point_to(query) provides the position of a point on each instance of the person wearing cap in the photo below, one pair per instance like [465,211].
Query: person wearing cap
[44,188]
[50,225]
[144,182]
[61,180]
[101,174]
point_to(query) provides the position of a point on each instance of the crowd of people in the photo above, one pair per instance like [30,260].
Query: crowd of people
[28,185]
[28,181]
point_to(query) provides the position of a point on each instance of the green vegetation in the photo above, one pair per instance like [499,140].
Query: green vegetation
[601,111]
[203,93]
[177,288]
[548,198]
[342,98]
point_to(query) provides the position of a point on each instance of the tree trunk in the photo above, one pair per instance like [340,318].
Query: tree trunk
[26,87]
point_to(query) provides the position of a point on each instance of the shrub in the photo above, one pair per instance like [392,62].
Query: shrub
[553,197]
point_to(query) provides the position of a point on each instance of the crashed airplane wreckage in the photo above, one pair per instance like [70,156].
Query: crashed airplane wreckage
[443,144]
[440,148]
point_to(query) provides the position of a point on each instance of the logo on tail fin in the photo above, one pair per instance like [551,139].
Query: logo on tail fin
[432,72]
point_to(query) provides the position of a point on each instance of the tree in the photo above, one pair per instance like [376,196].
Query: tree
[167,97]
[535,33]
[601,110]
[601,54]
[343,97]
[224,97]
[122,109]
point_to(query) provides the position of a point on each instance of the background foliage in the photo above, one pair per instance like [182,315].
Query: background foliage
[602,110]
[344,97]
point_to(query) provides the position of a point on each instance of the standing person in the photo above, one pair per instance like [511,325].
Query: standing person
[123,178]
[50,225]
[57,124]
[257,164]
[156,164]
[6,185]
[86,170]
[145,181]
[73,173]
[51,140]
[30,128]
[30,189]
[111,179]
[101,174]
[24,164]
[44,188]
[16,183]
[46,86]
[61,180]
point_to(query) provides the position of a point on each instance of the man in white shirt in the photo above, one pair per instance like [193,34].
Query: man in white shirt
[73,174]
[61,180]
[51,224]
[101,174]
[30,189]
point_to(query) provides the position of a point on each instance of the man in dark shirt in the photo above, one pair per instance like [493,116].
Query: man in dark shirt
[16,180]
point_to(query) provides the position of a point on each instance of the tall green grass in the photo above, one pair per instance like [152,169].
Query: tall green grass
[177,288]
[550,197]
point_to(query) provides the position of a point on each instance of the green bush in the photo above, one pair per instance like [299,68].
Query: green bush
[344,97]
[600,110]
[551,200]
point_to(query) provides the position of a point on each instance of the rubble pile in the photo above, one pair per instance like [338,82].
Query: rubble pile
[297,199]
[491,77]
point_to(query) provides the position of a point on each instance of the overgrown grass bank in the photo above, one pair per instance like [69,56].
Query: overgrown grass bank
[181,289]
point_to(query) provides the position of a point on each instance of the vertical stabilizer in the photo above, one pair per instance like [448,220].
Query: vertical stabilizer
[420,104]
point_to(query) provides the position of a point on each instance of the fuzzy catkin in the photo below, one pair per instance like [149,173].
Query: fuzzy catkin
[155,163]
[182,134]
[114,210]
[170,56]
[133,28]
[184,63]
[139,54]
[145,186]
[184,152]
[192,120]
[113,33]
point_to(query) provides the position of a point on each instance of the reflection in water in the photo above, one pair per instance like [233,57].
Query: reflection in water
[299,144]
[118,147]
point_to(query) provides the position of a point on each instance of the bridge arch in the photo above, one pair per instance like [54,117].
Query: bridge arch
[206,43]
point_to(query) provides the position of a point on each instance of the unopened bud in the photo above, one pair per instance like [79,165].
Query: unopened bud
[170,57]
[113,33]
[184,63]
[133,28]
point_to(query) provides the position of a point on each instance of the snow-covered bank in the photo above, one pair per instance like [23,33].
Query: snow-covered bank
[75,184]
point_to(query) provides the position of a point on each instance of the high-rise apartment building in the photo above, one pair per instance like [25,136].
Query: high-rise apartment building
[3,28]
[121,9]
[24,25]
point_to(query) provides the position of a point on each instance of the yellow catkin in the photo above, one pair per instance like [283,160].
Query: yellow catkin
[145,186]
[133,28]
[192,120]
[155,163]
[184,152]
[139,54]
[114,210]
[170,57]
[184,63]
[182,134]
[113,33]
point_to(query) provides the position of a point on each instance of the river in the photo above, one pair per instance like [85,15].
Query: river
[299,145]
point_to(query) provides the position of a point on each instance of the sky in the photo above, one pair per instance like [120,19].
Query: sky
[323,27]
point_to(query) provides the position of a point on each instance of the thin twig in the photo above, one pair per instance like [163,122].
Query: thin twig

• [Stated exercise] Send back every record, precisely as written.

• [Output of the task]
point_to(query) provides the position of a point on each instance of the person wearing cap in the photo below, one pair per instance like [465,211].
Query: person wearing cap
[44,188]
[50,225]
[144,182]
[61,180]
[101,174]
point_to(query) provides the position of a point on each instance of the crowd of people in the photo above, one pair per instance like [30,260].
Query: crowd of people
[28,185]
[28,181]
point_to(query) provides the position of a point on each instance of the green vegetation in the photo above, one pair per instance like [499,140].
Query: green vegetation
[601,111]
[203,93]
[177,288]
[548,198]
[342,98]
point_to(query) provides the position of a point on each instance of the tree trunk in the photo above, one pair per instance like [340,318].
Query: tree trunk
[26,87]
point_to(query) provides the position of a point on each instance of the shrub in the photo above, one pair per instance like [392,62].
Query: shrub
[553,197]
point_to(query) provides the position of a point on each instance of the crashed airplane wreckage in the photo above, one pair per instance like [70,156].
Query: crashed airplane wreckage
[443,144]
[440,148]
point_to(query) provides the position of a point on each instance of the logo on tail fin in the photo above, one pair per instance like [551,139].
Query: logo on tail fin
[432,72]
point_to(query) provides the position of a point on each instance of the tree in the photo above, one pair per instance like [376,196].
Query: tree
[167,97]
[535,33]
[601,110]
[601,54]
[343,97]
[224,97]
[122,109]
point_to(query) provides the position of a point on each instance of the background foliage in the photo above, one pair per instance like [182,315].
Query: background foliage
[602,110]
[344,97]
point_to(query) provides the position of a point on each instance of the standing person in the photo above, one pair per instance like [511,325].
Query: standing person
[123,178]
[50,225]
[57,124]
[257,164]
[156,164]
[6,185]
[86,170]
[145,181]
[73,173]
[51,140]
[30,128]
[30,189]
[111,179]
[101,174]
[24,164]
[44,188]
[16,183]
[46,86]
[61,180]
point_to(query) provides the position of a point on each instance of the man in white shirt in the photo above, one pair per instance like [193,34].
Query: man in white shirt
[73,174]
[61,180]
[51,224]
[101,174]
[30,189]
point_to(query) provides the position of a point on each instance of the man in dark shirt in the photo above, one pair per instance like [493,116].
Query: man in dark shirt
[16,180]
point_to(query) provides the position of a point on each instance of the tall green grass in the photo above, one pair per instance like [152,169].
Query: tall green grass
[177,288]
[550,197]
point_to(query) provides the position of a point on each instance of the green bush in the photo above, one pair per instance like [299,68].
Query: green bush
[344,97]
[600,110]
[551,200]
point_to(query) provides the position of a point on each instance of the rubble pile in the photo above, one pair per instance like [338,82].
Query: rubble pile
[297,199]
[491,77]
point_to(query) provides the position of a point on each instance of the overgrown grass bank in the photo above, one pair per instance like [69,56].
Query: overgrown grass bank
[181,289]
point_to(query) provides the position of a point on each instance of the vertical stabilizer in the photo above, one pair per instance like [448,220].
Query: vertical stabilizer
[420,104]
point_to(query) provides the position of a point on each instance of the fuzzy catkin in the photo below, one pair per instance like [149,173].
Query: fuzzy catkin
[155,163]
[182,134]
[114,210]
[170,56]
[133,28]
[184,63]
[139,54]
[145,186]
[184,152]
[192,120]
[113,33]
point_to(query) provides the position of a point on each instance of the reflection in water in the photo above, one pair per instance like [233,57].
Query: reflection in water
[299,144]
[118,147]
point_to(query) provides the position of a point on each instance of the bridge arch in the photo above, one pair per instance like [54,117].
Query: bridge arch
[206,43]
point_to(query) provides the position of a point on each instance of the unopened bud in the photo above, one pair per instance like [79,165].
Query: unopened bud
[170,57]
[113,33]
[184,63]
[133,28]
point_to(query) provides the position of a point on each instance of the snow-covered bank in the photo above, one pair per instance like [23,33].
Query: snow-covered bank
[75,184]
point_to(query) provides the position of a point on each instance of the high-rise apartment building in the photo above, one pair per instance like [25,136].
Query: high-rise apartment building
[3,28]
[121,9]
[24,25]
point_to(query) provides the position of a point on each instance of the yellow catkin in the photo above, one pair per instance like [283,160].
Query: yellow catkin
[145,186]
[133,28]
[192,120]
[155,163]
[184,152]
[139,54]
[114,210]
[170,57]
[184,63]
[182,134]
[113,33]
point_to(query) provides the position of a point on each instance of the river in the photo above, one pair per instance like [85,15].
Query: river
[299,145]
point_to(query) provides the position of a point on each instance of the sky in the photo above, one pair per instance like [120,19].
Query: sky
[323,27]
point_to(query) provides the position of a point on each instance of the thin twig in the photo above, one pair per instance like [163,122].
Query: thin twig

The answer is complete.